# START OF Information given
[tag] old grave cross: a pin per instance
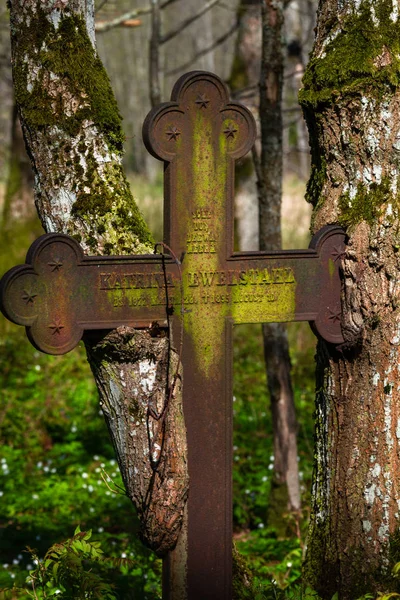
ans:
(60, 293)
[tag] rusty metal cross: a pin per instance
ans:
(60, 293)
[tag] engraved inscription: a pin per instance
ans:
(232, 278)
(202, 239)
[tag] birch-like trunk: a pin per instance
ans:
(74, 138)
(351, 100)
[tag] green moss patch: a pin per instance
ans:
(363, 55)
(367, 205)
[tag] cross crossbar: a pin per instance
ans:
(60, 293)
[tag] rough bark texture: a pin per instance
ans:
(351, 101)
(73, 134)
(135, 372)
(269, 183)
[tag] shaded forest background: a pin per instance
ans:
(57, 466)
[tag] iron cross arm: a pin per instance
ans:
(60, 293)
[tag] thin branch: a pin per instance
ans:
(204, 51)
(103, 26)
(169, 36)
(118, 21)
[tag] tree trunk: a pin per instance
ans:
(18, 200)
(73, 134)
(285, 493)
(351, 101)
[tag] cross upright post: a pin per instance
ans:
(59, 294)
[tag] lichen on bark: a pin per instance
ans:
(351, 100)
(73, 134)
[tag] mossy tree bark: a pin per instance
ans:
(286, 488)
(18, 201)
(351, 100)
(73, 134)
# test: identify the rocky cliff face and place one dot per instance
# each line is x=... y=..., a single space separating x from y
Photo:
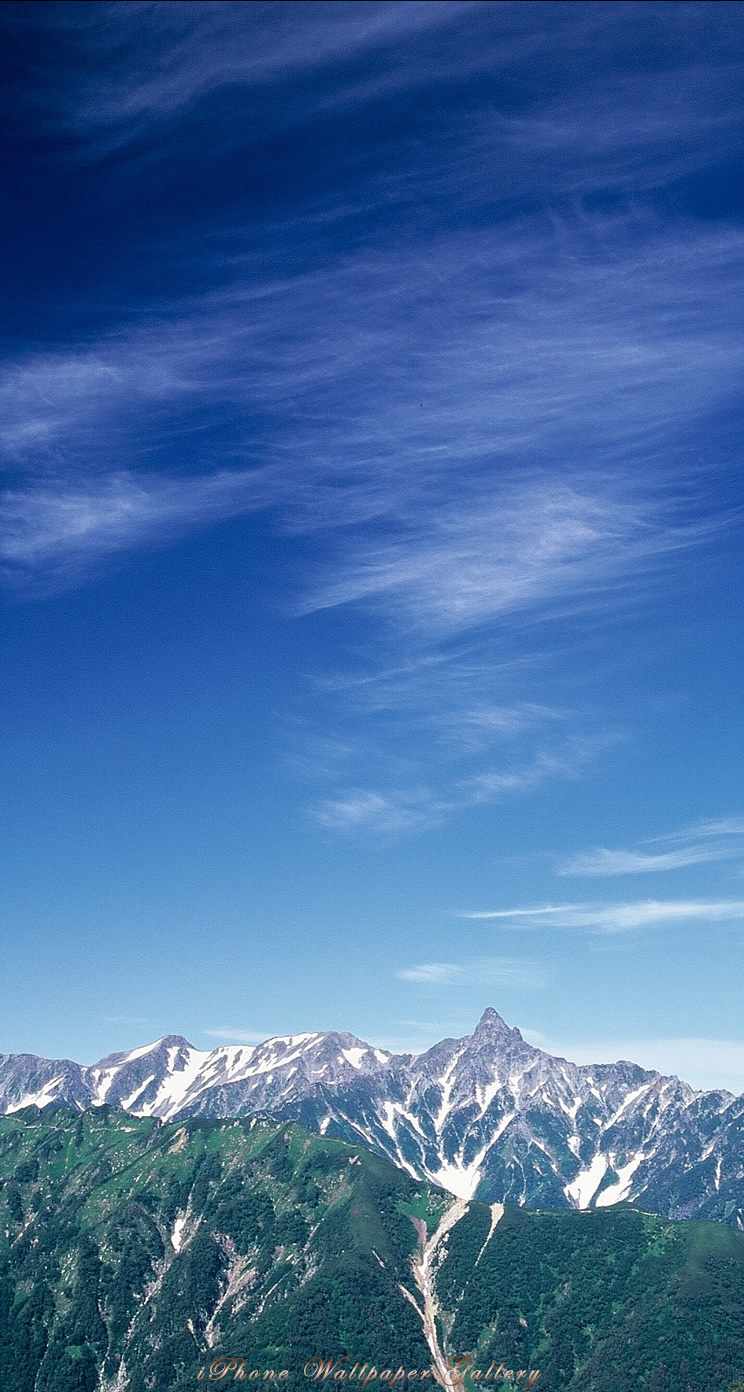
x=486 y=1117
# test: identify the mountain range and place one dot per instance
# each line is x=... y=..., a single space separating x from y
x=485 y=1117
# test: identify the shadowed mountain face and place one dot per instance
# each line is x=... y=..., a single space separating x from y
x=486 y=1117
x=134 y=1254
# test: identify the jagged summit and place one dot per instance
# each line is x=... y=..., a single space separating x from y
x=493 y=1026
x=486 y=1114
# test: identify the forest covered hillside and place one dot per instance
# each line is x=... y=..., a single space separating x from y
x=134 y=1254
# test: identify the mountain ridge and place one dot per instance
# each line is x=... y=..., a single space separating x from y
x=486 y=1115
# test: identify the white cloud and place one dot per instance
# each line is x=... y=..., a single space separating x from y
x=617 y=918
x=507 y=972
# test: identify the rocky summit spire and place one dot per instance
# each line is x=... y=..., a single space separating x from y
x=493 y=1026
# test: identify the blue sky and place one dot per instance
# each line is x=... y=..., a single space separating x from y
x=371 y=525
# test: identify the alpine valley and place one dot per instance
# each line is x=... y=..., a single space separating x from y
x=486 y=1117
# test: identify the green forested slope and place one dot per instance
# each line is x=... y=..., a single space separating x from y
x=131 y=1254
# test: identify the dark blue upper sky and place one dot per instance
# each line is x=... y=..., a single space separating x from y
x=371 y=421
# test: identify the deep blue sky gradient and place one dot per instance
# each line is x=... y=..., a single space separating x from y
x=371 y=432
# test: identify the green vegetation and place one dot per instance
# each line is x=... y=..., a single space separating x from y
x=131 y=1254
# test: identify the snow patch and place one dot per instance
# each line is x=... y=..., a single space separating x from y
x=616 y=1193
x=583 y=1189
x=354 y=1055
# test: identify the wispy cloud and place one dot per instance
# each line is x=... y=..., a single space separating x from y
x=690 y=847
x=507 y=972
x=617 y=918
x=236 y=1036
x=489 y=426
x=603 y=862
# END OF Information given
Short exercise: Copy all of the data above line for line, with no changes. Omit the pictures.

Answer for the task:
[tag] old grave cross: a pin per instance
ans:
(60, 293)
[tag] rusty metal cross: a pin per instance
ans:
(60, 293)
[tag] engraved inscription: a pin per instance
ans:
(232, 278)
(202, 239)
[tag] birch-like trunk: a pin per instance
ans:
(74, 138)
(351, 100)
[tag] green moss patch: a pin per instance
ans:
(363, 55)
(367, 205)
[tag] cross crossbar: a pin per instance
ans:
(60, 293)
[tag] rough bark texture: a pin per instance
ans:
(351, 101)
(73, 134)
(135, 372)
(269, 183)
[tag] shaded forest background: a pin per instance
ans:
(57, 466)
[tag] iron cross arm: a pin per instance
ans:
(60, 293)
[tag] thin branch: a pin per instance
ans:
(204, 51)
(103, 26)
(169, 36)
(118, 21)
[tag] tree trunk: a pin per instance
ans:
(18, 200)
(73, 134)
(285, 493)
(351, 101)
[tag] cross upright post: a pin per instance
ans:
(59, 294)
[tag] lichen on bark: a pin per instance
ans:
(351, 100)
(73, 134)
[tag] mossy tree bark: a pin per instance
ans:
(286, 488)
(18, 201)
(351, 100)
(73, 134)
# test: identify the rocky cliff face and place one dot per instance
# each line is x=... y=..., a single space separating x from y
Photo:
x=486 y=1117
# test: identify the mountain range and place one dot per instance
# each line is x=... y=..., a single space separating x from y
x=485 y=1117
# test: identify the shadowed mountain face and place one dot per instance
# each line is x=... y=..., a single space separating x from y
x=486 y=1117
x=134 y=1254
# test: identify the jagged summit and place one dot per instance
# each line is x=... y=..., a single space separating x from y
x=493 y=1026
x=486 y=1114
# test: identify the forest covered hillside and place one dot per instance
# each line is x=... y=..., a single space separating x from y
x=134 y=1254
# test: identify the mountain ridge and place one dot per instance
# each line is x=... y=..., a single space separating x from y
x=486 y=1115
# test: identify the white cloud and place one dot per instance
# each line is x=... y=..., a single space separating x from y
x=617 y=918
x=507 y=972
# test: identify the rocky summit spire and place one dot per instance
# each line is x=... y=..., a single space separating x from y
x=493 y=1026
# test: identify the blue sky and place one dot per instance
# each line is x=... y=..., a single space separating x from y
x=371 y=525
# test: identify the alpine valley and place one dot per instance
# each line is x=... y=..., a single space separating x from y
x=486 y=1117
# test: identify the green forested slope and place one dot per instance
# each line is x=... y=..., a single space separating x from y
x=131 y=1254
# test: identify the dark blue upper sky and place one dot per instance
# each line is x=... y=..., a single space separating x from y
x=371 y=421
# test: identify the deep blue sky gradient and place one dot per instance
# each line is x=... y=..., a single space separating x from y
x=371 y=432
# test: identify the green vegetation and place one dot per instance
# each line is x=... y=..., a single space separating x from y
x=131 y=1254
# test: identify the snow patch and place one dot per instance
# each line is x=... y=..., a single space separating x from y
x=616 y=1193
x=583 y=1189
x=354 y=1055
# test: identify the wispy cloud and place one dot per instance
# each line is x=... y=..., a single space separating x from y
x=690 y=847
x=507 y=972
x=617 y=918
x=236 y=1036
x=489 y=426
x=603 y=862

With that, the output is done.